Please turn every line of the items below into a numbered list, skipping any blank lines. Leave the pictures out of your answer.

Photo object pointing records
****************************************
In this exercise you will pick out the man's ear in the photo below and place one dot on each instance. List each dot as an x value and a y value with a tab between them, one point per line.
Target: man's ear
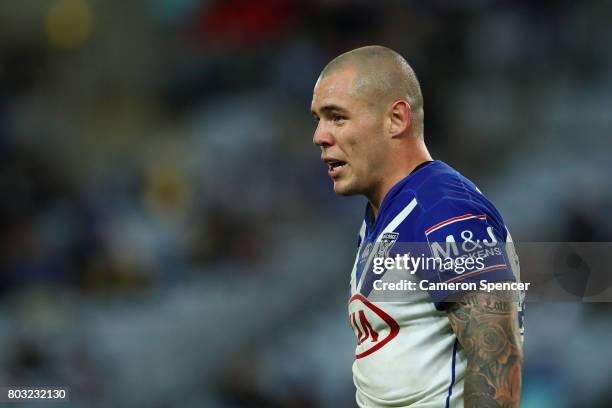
400	118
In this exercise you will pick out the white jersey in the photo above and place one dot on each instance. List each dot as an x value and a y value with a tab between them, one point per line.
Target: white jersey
407	354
****************************************
Problem solution
1. In this exercise you will pick out the man's ear in the photo below and place one dot on each instance. List each dot as an x value and a y value with a tab between them, one point per line.
2. Target: man's ear
3. 400	118
4. In this exercise you will pick out the white jersey in the photo above and place one dot on each instance. List each dot as an x value and a y value with a tab between them, one point per line.
5. Target: white jersey
6. 407	354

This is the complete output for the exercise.